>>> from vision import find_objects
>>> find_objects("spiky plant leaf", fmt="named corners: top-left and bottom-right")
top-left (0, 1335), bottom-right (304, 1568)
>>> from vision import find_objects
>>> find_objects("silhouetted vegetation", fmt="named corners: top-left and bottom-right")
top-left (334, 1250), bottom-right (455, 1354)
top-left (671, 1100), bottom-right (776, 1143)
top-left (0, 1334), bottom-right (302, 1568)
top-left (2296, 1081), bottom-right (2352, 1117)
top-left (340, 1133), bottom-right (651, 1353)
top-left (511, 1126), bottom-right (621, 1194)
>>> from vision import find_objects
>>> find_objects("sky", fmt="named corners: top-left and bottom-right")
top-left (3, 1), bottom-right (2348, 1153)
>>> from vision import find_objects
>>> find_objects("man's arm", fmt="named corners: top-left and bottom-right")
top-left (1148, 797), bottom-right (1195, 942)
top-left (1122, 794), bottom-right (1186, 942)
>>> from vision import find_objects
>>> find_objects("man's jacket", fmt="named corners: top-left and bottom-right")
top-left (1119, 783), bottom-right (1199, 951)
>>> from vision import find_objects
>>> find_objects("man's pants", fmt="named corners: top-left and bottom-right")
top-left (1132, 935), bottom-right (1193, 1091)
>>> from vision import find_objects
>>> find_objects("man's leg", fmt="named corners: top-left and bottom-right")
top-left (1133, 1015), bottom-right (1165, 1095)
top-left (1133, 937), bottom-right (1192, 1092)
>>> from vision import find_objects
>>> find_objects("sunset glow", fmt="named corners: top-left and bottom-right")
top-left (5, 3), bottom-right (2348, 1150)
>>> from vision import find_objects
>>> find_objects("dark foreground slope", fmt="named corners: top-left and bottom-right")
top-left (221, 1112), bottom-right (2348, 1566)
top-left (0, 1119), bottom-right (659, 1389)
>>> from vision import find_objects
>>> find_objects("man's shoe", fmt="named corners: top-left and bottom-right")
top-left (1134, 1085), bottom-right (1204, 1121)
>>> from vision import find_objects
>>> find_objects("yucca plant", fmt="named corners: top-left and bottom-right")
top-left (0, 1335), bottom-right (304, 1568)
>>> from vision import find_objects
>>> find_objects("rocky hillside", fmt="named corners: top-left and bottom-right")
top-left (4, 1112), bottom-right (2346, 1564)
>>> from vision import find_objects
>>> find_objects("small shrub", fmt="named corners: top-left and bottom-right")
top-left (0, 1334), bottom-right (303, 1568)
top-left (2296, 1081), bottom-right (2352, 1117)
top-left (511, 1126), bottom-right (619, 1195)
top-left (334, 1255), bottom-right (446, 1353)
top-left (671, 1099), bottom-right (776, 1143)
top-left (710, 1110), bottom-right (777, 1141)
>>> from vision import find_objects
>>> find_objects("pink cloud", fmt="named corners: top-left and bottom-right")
============
> Exercise brief:
Retype the material exactly.

> Solution for this task:
>>> from vision import find_objects
>>> find_objects("spiky plant leaf", fmt="named corners: top-left and bottom-right")
top-left (0, 1335), bottom-right (304, 1568)
>>> from vision import find_objects
>>> find_objects("silhouetted vegetation", fmt="named corners: top-left and bottom-right")
top-left (334, 1250), bottom-right (455, 1354)
top-left (671, 1100), bottom-right (776, 1143)
top-left (0, 1334), bottom-right (302, 1568)
top-left (2296, 1081), bottom-right (2352, 1117)
top-left (340, 1133), bottom-right (651, 1353)
top-left (511, 1126), bottom-right (621, 1194)
>>> from vision import find_objects
>>> find_objects("sky", fmt="named corners: top-left and bottom-right")
top-left (3, 1), bottom-right (2348, 1153)
>>> from vision import find_objects
>>> find_objects("man's arm", fmt="named corners: top-left and bottom-right")
top-left (1148, 797), bottom-right (1195, 942)
top-left (1122, 794), bottom-right (1186, 942)
>>> from vision import find_objects
>>> find_objects("man's jacket", fmt="named corners: top-left and bottom-right")
top-left (1119, 783), bottom-right (1199, 951)
>>> from vision import find_objects
>>> find_objects("man's pants", fmt="named corners: top-left and bottom-right")
top-left (1132, 935), bottom-right (1193, 1091)
>>> from vision import find_objects
>>> find_objects("man's leg", fmt="named corners: top-left and bottom-right")
top-left (1133, 1015), bottom-right (1165, 1095)
top-left (1133, 937), bottom-right (1192, 1092)
>>> from vision import find_objects
>>> find_objects("sunset glow", fmt="named corners: top-left and bottom-right")
top-left (5, 3), bottom-right (2348, 1150)
>>> from vision import find_objects
>>> find_objects("dark foreground slope", fmt="named corners: top-left and bottom-right")
top-left (221, 1112), bottom-right (2348, 1566)
top-left (0, 1119), bottom-right (659, 1389)
>>> from vision import find_objects
>>> find_objects("man's shoe", fmt="named corners: top-left and bottom-right")
top-left (1134, 1085), bottom-right (1204, 1121)
>>> from vision import find_objects
>>> find_objects("yucca plant", fmt="named corners: top-left and bottom-right")
top-left (0, 1335), bottom-right (304, 1568)
>>> from vision import find_objects
>>> find_objects("rocky hillside", fmt="named corners: top-left and bottom-right")
top-left (4, 1112), bottom-right (2346, 1564)
>>> from vision import find_objects
>>> find_objects("small shrub", fmt="named corners: top-left and bottom-right")
top-left (0, 1334), bottom-right (303, 1568)
top-left (2296, 1081), bottom-right (2352, 1117)
top-left (511, 1126), bottom-right (619, 1195)
top-left (334, 1255), bottom-right (446, 1353)
top-left (671, 1099), bottom-right (776, 1143)
top-left (710, 1110), bottom-right (777, 1141)
>>> from vision import find_objects
>>> find_objects("pink cloud", fmt="named corners: top-left and bottom-right")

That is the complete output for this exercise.